Reading passage:
#####
These are the kinds of people who show up in Hal Hartley films: a nun who writes pornography; a surly, amnesiac hit man; a gas-station attendant who plays Elizabethan ballads on his electric guitar and greets customers in French; a "radical shortstop" who capped a decade playing for the Dodgers by bombing the Pentagon.
Hartley himself has been called many things -- outlaw, revolutionary, deadpan comic genius. To his supporters (the pointy-headed ones, anyway), he's an American inheritor of Bresson and French art films; to detractors, he's a cold, precious filmmaker whose movies pursue little more than abstract patterns. Hartley says he listens to neither critics nor fans; his films, he says, are explorations of "religion, sex, and money" -- movies in which he becomes, behind the camera, a laboratory assistant conducting an experiment, working to make his audience care, even while revealing his movies' artifice. Part of what draws people in, most likely, are his distinctive characters. Hartley's world of cagey nonconformists seeking freedom -- often played by such regulars as Martin Donovan, Adrienne Shelley, and Parker Posey -- is as brilliantly incongruous as that of another oddball Long Islander, Thomas Pynchon.
Hopeful critics and fans have been looking for this eccentric director to reach beyond his cult. Presumably, among those placing their hopes on Hartley's new film is Sony Classics, which has flown the chinless auteur to Los Angeles to promote his latest, Henry Fool, which won best screenplay at Cannes this spring. It's the first time that this director -- a lifelong New Yorker who's been fairly plain about his dislike of L.A. and Hollywood -- has made it to the West Coast to peddle his wares.
As it happens, those anxious to see Hartley break out of his mannered, Brechtian style will draw little consolation from Henry Fool. This long, ambitious film -- about a poetic garbage man and the felonious stranger who unlocks his gift -- displays the director's characteristic tendencies writ large: Like the Coen Brothers' The Big Lebowski, it will remind detractors what they hate about its maker and recall for fans what they liked about his early work.
Hartley's first films, '90's Trust and '91's The Unbelievable Truth, drew comparisons to early Talking Heads records for their mix of the stark and the radical. 1994's Amateur was a flawed, intriguing attempt to make a real studio film, and '95's Flirt a misguided academic experiment. Henry Fool shows Hartley operating with a bigger budget and a wider scope -- and not compromising, as he did in Amateur, his own, deeply personal style.
#####
(Entries from a dataset)
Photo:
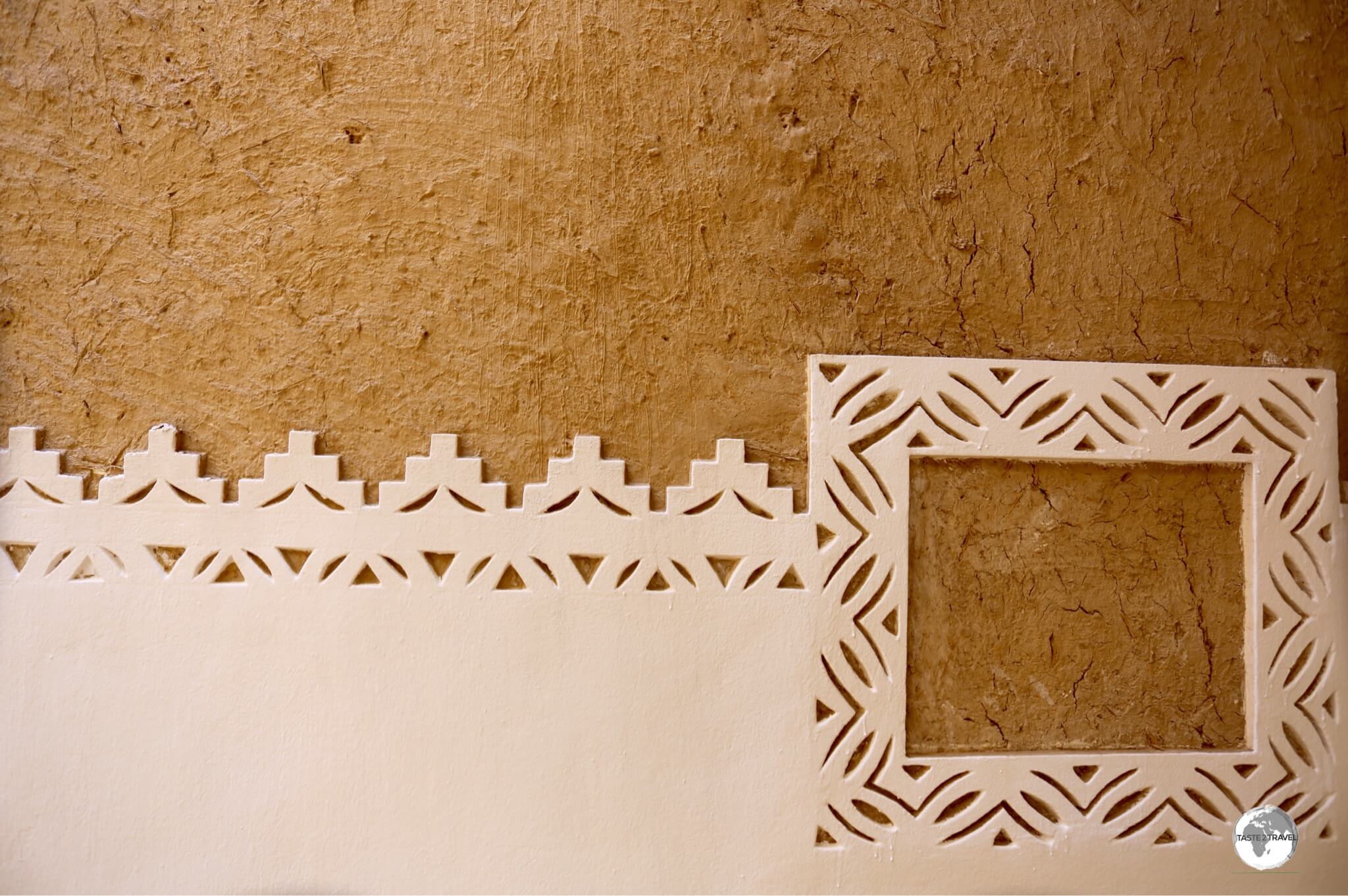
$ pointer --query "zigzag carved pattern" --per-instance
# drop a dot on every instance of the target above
(869, 414)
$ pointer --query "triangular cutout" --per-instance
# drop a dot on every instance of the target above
(19, 554)
(165, 555)
(294, 557)
(438, 562)
(586, 565)
(86, 572)
(510, 580)
(231, 573)
(823, 534)
(724, 568)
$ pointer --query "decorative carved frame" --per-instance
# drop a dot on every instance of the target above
(869, 415)
(442, 533)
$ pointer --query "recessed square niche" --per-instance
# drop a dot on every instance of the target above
(1075, 607)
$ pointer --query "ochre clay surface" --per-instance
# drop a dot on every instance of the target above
(1075, 607)
(521, 221)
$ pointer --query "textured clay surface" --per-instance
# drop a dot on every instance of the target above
(519, 221)
(1075, 607)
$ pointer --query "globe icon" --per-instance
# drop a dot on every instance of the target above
(1265, 837)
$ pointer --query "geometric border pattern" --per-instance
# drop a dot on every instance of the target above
(440, 530)
(869, 415)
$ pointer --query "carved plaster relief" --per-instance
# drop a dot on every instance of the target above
(817, 601)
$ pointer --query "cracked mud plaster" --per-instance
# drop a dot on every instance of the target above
(1075, 607)
(519, 221)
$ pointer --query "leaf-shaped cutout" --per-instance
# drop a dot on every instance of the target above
(87, 572)
(875, 406)
(859, 753)
(565, 503)
(609, 505)
(1125, 805)
(479, 568)
(823, 534)
(323, 499)
(873, 813)
(294, 557)
(752, 509)
(438, 562)
(19, 554)
(706, 506)
(958, 806)
(230, 574)
(278, 499)
(510, 580)
(1040, 806)
(724, 568)
(586, 565)
(141, 495)
(419, 503)
(548, 570)
(1047, 410)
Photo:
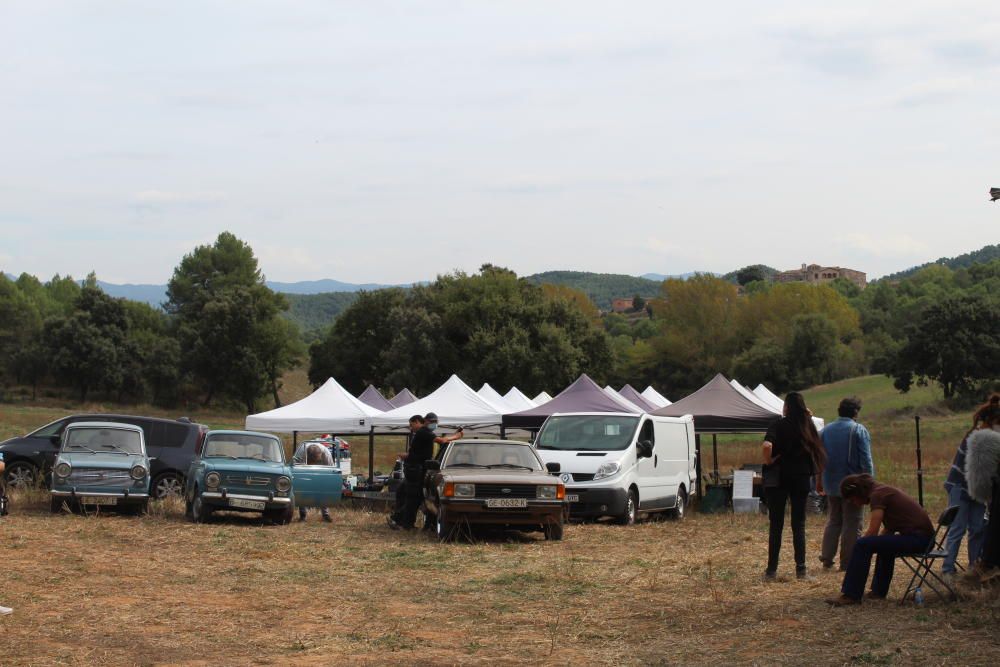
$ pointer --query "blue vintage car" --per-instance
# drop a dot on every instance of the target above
(101, 464)
(245, 471)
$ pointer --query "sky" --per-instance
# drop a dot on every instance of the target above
(390, 142)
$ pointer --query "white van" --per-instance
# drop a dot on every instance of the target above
(621, 465)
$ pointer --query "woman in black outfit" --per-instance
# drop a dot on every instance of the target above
(793, 454)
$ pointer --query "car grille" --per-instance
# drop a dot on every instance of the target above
(100, 477)
(513, 491)
(246, 480)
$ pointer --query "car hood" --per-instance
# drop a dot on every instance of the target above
(247, 466)
(497, 476)
(101, 460)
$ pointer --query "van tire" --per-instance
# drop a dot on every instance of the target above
(631, 509)
(677, 513)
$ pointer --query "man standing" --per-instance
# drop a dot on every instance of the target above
(848, 452)
(421, 450)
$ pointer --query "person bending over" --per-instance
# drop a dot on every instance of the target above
(906, 529)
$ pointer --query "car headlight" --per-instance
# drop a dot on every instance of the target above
(607, 470)
(547, 492)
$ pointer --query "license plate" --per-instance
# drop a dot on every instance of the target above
(98, 500)
(506, 502)
(247, 504)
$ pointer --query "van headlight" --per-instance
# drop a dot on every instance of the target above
(547, 492)
(607, 470)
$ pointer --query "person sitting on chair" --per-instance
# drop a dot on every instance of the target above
(906, 530)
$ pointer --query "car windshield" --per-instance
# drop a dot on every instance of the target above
(587, 432)
(243, 446)
(103, 440)
(490, 455)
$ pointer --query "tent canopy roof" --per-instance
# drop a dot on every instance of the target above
(455, 404)
(373, 397)
(584, 395)
(331, 408)
(719, 408)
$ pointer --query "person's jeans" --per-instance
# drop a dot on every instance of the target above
(887, 548)
(842, 527)
(971, 517)
(797, 491)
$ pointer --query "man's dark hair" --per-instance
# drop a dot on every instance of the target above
(849, 407)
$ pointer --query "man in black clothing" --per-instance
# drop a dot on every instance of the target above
(421, 450)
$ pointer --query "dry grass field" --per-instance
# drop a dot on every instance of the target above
(110, 590)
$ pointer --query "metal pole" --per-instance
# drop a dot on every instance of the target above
(920, 467)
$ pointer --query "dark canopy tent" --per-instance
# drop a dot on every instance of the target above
(584, 395)
(371, 396)
(404, 397)
(719, 408)
(631, 395)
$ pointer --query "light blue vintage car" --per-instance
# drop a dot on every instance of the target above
(101, 464)
(245, 471)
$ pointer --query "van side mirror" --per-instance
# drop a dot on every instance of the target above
(645, 449)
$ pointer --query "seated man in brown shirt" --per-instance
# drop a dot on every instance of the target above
(906, 529)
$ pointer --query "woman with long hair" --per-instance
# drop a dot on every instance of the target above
(793, 455)
(982, 473)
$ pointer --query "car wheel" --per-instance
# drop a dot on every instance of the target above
(199, 512)
(553, 531)
(168, 484)
(677, 513)
(631, 509)
(21, 475)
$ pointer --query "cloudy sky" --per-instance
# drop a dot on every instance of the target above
(391, 141)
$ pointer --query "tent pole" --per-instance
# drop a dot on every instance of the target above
(715, 457)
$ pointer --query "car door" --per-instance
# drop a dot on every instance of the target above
(316, 486)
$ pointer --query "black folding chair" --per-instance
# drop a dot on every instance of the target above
(922, 564)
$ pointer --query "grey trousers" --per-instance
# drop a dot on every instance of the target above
(843, 528)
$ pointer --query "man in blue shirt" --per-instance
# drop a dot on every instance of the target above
(848, 452)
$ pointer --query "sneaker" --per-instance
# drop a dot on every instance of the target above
(842, 601)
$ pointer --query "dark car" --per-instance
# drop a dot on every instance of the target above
(170, 444)
(499, 483)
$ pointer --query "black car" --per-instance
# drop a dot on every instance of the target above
(170, 444)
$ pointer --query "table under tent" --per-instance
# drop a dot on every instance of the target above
(719, 408)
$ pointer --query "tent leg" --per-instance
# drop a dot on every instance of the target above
(371, 456)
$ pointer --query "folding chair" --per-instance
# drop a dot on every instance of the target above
(921, 564)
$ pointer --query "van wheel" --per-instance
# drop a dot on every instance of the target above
(631, 509)
(677, 513)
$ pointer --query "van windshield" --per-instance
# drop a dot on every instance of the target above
(587, 432)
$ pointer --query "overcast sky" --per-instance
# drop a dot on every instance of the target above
(392, 141)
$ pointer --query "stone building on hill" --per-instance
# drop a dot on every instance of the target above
(818, 275)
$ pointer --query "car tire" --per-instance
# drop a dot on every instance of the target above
(21, 475)
(631, 509)
(166, 484)
(553, 530)
(200, 513)
(677, 513)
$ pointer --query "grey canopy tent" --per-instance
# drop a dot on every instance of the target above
(584, 395)
(373, 397)
(719, 408)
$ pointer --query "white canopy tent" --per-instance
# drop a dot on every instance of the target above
(518, 401)
(331, 408)
(455, 404)
(655, 397)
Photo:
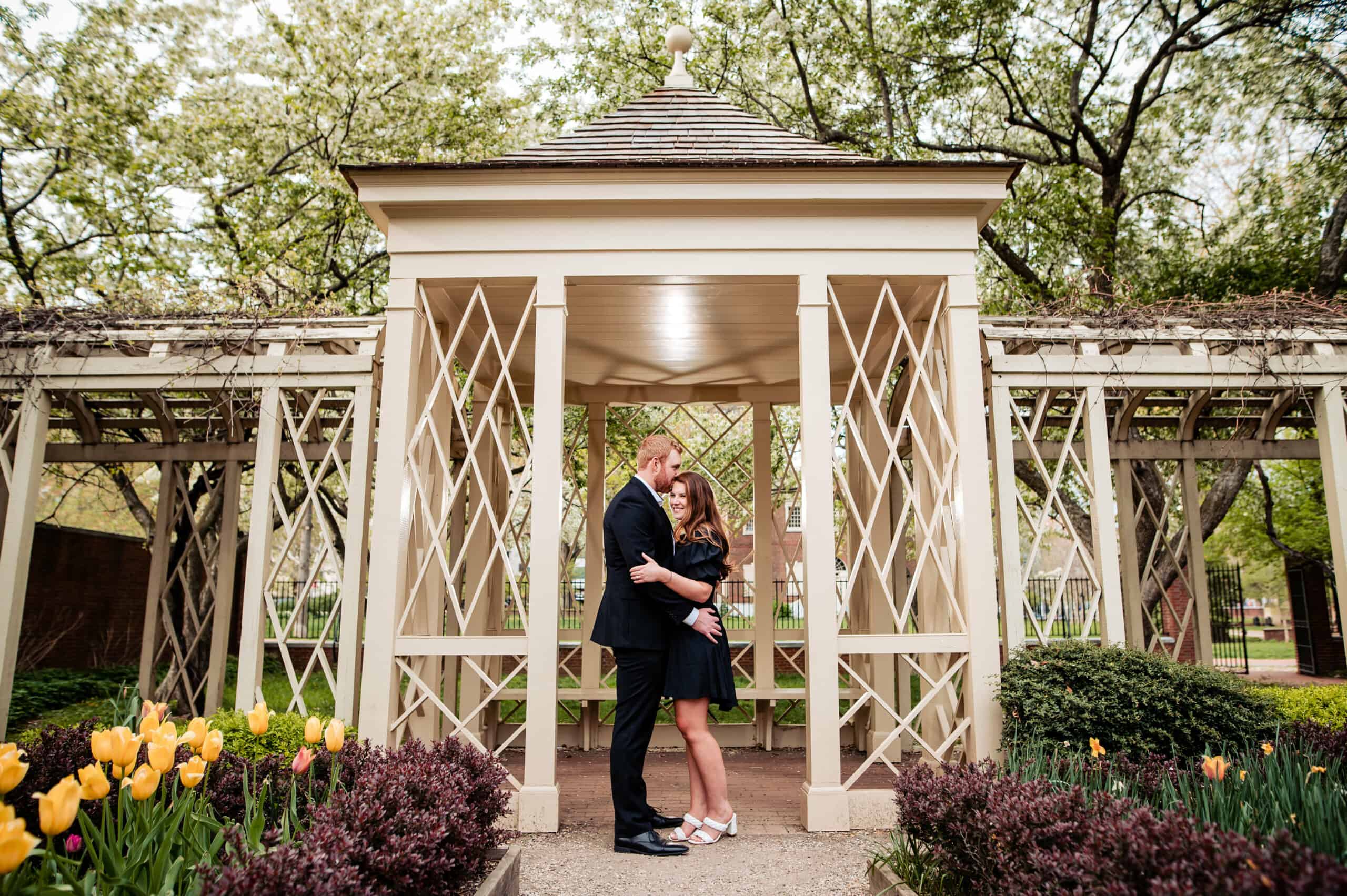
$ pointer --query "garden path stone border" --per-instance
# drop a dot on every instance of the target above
(886, 883)
(504, 879)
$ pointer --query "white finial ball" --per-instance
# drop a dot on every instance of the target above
(678, 39)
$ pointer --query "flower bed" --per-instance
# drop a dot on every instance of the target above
(1131, 774)
(170, 810)
(985, 832)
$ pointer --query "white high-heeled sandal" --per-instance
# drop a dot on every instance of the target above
(701, 839)
(678, 832)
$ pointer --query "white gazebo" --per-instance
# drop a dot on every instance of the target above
(682, 253)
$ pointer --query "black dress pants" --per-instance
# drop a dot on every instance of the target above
(640, 679)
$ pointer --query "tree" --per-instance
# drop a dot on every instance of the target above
(84, 119)
(279, 108)
(1108, 104)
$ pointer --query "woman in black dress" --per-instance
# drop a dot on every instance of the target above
(699, 670)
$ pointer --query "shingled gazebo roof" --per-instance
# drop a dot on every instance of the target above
(681, 126)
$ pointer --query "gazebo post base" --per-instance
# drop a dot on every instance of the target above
(825, 809)
(539, 809)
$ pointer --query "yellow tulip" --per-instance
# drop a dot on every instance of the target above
(213, 744)
(335, 736)
(57, 809)
(162, 751)
(13, 768)
(93, 783)
(145, 783)
(1214, 767)
(192, 771)
(259, 719)
(196, 734)
(126, 747)
(15, 841)
(100, 744)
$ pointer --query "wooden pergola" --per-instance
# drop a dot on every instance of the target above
(1115, 421)
(203, 399)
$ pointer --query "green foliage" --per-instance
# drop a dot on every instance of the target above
(1134, 702)
(1299, 515)
(285, 733)
(1323, 704)
(1124, 140)
(162, 150)
(52, 689)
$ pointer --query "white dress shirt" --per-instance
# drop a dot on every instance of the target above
(691, 616)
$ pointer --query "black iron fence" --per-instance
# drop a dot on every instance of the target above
(1070, 621)
(1229, 638)
(311, 615)
(736, 601)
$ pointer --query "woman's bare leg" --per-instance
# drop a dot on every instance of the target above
(691, 717)
(698, 790)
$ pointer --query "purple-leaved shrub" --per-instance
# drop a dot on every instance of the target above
(1001, 834)
(417, 820)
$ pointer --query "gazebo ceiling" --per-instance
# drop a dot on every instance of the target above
(678, 330)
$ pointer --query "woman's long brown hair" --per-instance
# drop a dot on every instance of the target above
(703, 520)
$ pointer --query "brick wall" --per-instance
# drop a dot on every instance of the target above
(1179, 599)
(89, 588)
(1329, 650)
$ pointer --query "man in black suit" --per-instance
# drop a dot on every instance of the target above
(636, 621)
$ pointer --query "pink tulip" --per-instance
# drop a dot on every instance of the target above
(302, 760)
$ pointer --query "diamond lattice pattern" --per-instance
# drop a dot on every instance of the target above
(895, 460)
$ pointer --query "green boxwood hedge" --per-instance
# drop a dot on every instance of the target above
(1133, 702)
(285, 733)
(1323, 704)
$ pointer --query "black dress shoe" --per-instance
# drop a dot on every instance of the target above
(647, 844)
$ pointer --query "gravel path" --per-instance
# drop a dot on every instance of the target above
(580, 861)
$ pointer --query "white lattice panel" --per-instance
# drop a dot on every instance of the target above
(893, 461)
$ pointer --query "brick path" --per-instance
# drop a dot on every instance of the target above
(764, 787)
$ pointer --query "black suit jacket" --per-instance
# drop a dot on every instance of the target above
(636, 616)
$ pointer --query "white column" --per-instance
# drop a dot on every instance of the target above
(592, 655)
(227, 565)
(356, 561)
(253, 623)
(21, 517)
(1333, 460)
(825, 803)
(1102, 518)
(1129, 570)
(973, 518)
(879, 612)
(158, 576)
(1011, 585)
(764, 587)
(393, 512)
(539, 798)
(1201, 626)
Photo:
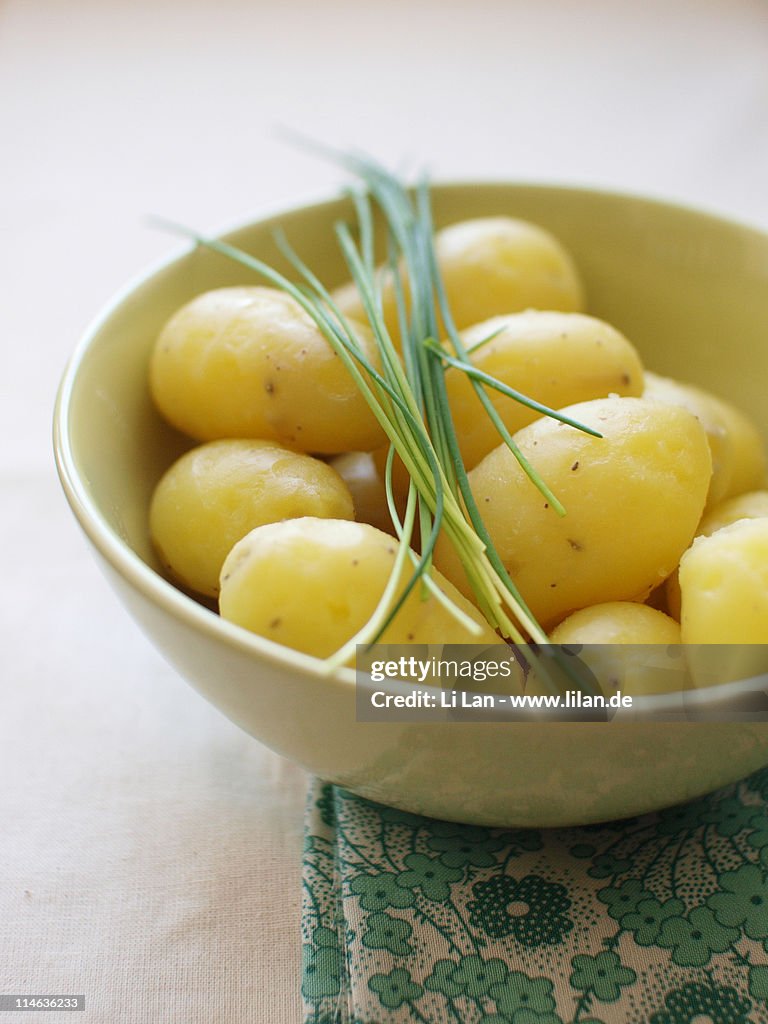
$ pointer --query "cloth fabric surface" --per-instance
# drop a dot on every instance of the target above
(656, 920)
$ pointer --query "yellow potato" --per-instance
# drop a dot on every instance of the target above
(491, 266)
(724, 586)
(250, 363)
(724, 619)
(311, 584)
(627, 647)
(217, 493)
(753, 505)
(358, 471)
(554, 357)
(633, 500)
(738, 462)
(616, 622)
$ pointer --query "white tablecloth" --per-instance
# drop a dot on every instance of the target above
(148, 851)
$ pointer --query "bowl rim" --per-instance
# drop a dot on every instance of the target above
(159, 591)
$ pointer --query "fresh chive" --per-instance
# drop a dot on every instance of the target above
(410, 400)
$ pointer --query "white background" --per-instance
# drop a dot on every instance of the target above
(148, 851)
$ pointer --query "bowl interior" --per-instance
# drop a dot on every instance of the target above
(688, 289)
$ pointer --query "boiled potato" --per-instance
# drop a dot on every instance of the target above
(633, 500)
(616, 622)
(217, 493)
(250, 363)
(737, 454)
(724, 586)
(556, 358)
(359, 472)
(753, 505)
(615, 637)
(724, 617)
(311, 584)
(489, 266)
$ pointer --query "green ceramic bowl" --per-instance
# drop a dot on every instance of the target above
(689, 289)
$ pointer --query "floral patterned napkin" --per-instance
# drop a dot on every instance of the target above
(662, 919)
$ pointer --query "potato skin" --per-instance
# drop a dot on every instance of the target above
(738, 459)
(311, 584)
(557, 358)
(724, 586)
(217, 493)
(359, 472)
(633, 500)
(616, 622)
(250, 363)
(492, 266)
(616, 636)
(753, 505)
#####
Exercise 1: From the Hal Hartley passage above the entries, reproduce word for word the part that opens with the words containing "Hopeful critics and" and closes with "peddle his wares.".
Exercise 2: Name every film by Hartley himself that the Hal Hartley passage mentions by title.
Exercise 3: Finish out the next part of the Hal Hartley passage, starting after its final sentence.

Written answer 1:
Hopeful critics and fans have been looking for this eccentric director to reach beyond his cult. Presumably, among those placing their hopes on Hartley's new film is Sony Classics, which has flown the chinless auteur to Los Angeles to promote his latest, Henry Fool, which won best screenplay at Cannes this spring. It's the first time that this director -- a lifelong New Yorker who's been fairly plain about his dislike of L.A. and Hollywood -- has made it to the West Coast to peddle his wares.

Written answer 2: Henry Fool, Trust, The Unbelievable Truth, Amateur, Flirt

Written answer 3:
It's a style he's developed in opposition to what American film has thrown at him over the decades. "I think I was always unsatisfied with movies, and books and plays," he says, over dinner at a Sunset Boulevard hotel. Hartley -- as deadpan and controlled as his films, if significantly less pretentious in manner -- explains that much of his frustration with other films came from their naturalistic acting. "In watching films and then making them, I started to pinpoint better what I wanted to do. I realized it wasn't obvious emotionality. It wasn't empathy."
Film enthusiasts with mixed feelings about his work wonder if his movies could combine head and heart by allowing some old-fashioned acting -- characters who express themselves emotionally, for instance, or even occasionally crack a smile. But Hartley's not interested.
"At about the same time [as his early dabbling in film] I hit Brecht, and I hit Godard, and I hit Warhol. You know, Brecht says that empathy [on the part of an actor for a particular role] is just an illusion -- it's just pride to think you can know another character. People talk about identifying -- 'I didn't identify with the main character' -- that is the biggest piece of hubris. I mean, I go to movies to see things I haven't seen before. I want people to surprise me."
As a result, it's entirely possible (if not common) to appreciate Hartley's films -- to enjoy their minimalist visual imagination, taut dialogue, vaudevillian physical humor, and lurking sense of psychological threat -- and still find the director's work a little cold. In fact, this combination of pleasure and icy, ironic distance almost seems to be what Hartley's striving for. The director disagrees, offering instead that he's trying to express emotion and narrative -- just like everyone else -- but in more bare, unorthodox ways.
"My films are just comedies about American life," he says. "I know I'm not a weirdo. I have an audience in my head, and I try to imagine when they would laugh. I can't understand why films like mine can't have a really broad appeal -- I'm not trying to be obscure. But the general mode of distribution makes everything the same. Popular art of all kinds strives to homogenize."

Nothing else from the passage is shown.